| Given task |
Show in full each of the lines below that contains the word "backpack".

Start Supplied entries

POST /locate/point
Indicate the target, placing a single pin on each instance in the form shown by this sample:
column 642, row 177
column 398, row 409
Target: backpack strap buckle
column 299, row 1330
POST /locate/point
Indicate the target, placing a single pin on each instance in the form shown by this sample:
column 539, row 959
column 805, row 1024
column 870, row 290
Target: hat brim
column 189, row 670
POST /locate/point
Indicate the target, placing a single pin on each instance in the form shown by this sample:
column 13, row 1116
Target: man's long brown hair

End Supplied entries
Start Supplied entries

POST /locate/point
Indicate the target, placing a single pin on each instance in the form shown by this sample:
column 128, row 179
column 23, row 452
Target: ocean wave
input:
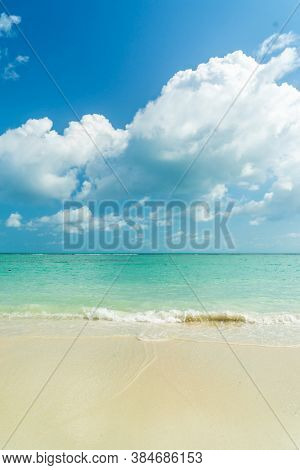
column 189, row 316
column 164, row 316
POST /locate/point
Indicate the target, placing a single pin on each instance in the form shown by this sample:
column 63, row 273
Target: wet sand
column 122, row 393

End Supplied entries
Start Supplied entries

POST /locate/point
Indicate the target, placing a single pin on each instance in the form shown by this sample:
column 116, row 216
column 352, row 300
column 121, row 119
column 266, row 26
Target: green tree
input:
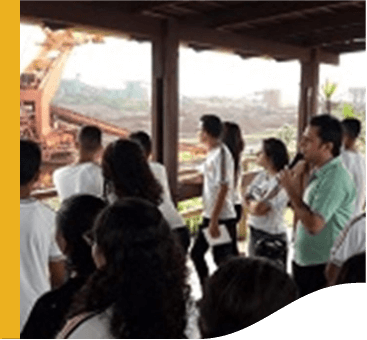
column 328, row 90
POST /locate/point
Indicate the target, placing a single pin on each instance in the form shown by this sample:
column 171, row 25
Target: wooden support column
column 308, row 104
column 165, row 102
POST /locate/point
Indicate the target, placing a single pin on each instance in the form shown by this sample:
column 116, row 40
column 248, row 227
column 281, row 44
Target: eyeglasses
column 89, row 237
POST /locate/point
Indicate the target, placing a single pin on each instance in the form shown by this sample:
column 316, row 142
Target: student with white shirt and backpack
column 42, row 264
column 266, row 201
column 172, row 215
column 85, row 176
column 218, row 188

End Supplied entries

| Solution to this problem |
Target: backpack strap buckle
Target: student with white shirt and backpack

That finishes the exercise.